[Dataset items]
┌──

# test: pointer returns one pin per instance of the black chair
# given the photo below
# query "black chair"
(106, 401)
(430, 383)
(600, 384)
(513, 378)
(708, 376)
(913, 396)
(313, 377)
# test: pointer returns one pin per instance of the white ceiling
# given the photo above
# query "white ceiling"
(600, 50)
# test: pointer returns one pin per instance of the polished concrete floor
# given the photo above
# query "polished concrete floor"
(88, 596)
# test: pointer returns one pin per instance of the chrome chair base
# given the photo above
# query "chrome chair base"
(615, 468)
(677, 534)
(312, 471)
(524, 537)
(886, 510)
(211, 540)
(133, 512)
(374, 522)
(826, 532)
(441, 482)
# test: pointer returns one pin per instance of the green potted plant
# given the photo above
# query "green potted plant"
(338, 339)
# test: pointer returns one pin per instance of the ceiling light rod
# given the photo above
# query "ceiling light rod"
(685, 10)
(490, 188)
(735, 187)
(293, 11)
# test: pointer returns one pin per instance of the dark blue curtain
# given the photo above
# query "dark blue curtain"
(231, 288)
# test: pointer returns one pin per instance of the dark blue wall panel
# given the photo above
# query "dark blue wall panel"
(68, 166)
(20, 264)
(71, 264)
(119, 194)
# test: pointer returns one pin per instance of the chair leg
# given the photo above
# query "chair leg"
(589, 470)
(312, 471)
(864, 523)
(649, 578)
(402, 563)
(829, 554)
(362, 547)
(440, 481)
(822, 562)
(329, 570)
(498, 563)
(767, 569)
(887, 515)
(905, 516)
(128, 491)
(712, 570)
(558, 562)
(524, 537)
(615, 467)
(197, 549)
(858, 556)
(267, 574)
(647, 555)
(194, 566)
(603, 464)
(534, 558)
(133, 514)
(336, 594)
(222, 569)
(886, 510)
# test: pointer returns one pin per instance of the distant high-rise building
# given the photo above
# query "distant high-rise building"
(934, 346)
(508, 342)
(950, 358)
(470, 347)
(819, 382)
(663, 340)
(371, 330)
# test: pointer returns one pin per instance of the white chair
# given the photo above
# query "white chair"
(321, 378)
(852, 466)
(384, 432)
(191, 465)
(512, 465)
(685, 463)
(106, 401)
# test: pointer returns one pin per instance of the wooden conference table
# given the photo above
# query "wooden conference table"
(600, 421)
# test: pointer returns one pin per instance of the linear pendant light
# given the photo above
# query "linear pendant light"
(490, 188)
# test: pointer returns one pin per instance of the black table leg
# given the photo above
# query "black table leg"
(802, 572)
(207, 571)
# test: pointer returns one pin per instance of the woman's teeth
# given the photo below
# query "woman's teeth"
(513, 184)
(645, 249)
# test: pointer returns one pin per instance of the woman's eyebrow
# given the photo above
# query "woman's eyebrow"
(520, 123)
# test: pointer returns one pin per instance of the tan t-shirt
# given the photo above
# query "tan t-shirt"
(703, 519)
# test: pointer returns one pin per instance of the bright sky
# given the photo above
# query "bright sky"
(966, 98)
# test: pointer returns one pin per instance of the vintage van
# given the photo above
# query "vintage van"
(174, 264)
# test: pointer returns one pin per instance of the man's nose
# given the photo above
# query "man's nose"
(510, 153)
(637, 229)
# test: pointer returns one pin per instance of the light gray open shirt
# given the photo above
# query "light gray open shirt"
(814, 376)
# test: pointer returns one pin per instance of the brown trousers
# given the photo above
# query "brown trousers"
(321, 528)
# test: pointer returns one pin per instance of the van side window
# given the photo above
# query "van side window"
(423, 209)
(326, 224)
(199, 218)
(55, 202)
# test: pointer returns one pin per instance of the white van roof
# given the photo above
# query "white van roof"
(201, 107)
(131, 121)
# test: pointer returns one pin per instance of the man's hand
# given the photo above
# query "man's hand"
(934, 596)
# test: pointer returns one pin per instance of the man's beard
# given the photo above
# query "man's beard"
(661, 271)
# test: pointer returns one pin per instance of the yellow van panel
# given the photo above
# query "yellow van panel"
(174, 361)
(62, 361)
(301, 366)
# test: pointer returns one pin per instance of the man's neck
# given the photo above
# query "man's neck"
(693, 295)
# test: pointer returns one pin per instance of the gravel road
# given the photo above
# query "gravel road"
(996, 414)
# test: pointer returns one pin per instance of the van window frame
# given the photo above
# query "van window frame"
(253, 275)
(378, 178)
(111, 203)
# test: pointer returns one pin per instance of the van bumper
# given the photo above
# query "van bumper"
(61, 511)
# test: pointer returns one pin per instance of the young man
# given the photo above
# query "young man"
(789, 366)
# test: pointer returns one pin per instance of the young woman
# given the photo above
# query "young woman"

└──

* TO DO: Edit the data from the line containing "# test: pointer returns one pin per instance of the brown" through the end, replacing "gravel road" with "dirt road" and leaving everything else unchanged.

* ANSWER FOR THIS EXERCISE:
# test: pointer returns one pin per instance of the brown trousers
# given the photo above
# query "brown trousers"
(321, 528)
# test: pointer returns one pin per instance of the van side window
# given the photo above
# query "van side window"
(423, 209)
(326, 224)
(199, 218)
(55, 202)
# test: pointer returns one pin per instance of the white van roof
# given the photo above
# query "white van roof"
(201, 107)
(131, 121)
# test: pointer returns one pin per instance of the man's hand
# given the photo above
# query "man's hand"
(934, 596)
# test: pointer returns one pin per instance of the man's beard
# given the photo above
# query "man's beard"
(661, 271)
# test: pointer returns one pin per instance of the yellow van panel
# given the photo above
# query "yellow van panel"
(174, 361)
(62, 361)
(301, 366)
# test: pointer returns one pin per instance of the man's neck
# given the photo above
# query "man's neck"
(693, 295)
# test: pointer returns one pin per instance of the dirt road
# given the photo above
# query "dirt road"
(996, 414)
# test: pointer returns one pin per instance of the van window frame
# given the photo above
# query "van window frame"
(253, 275)
(378, 178)
(111, 203)
# test: pointer returns one pin per instance of the van bumper
# given the photo above
# query "van bumper"
(61, 511)
# test: pointer returns one pin per instance of the young man
# given the photo above
# query "young man"
(789, 366)
# test: pointer returns one pin per instance of the young woman
# given the photo above
# query "young woman"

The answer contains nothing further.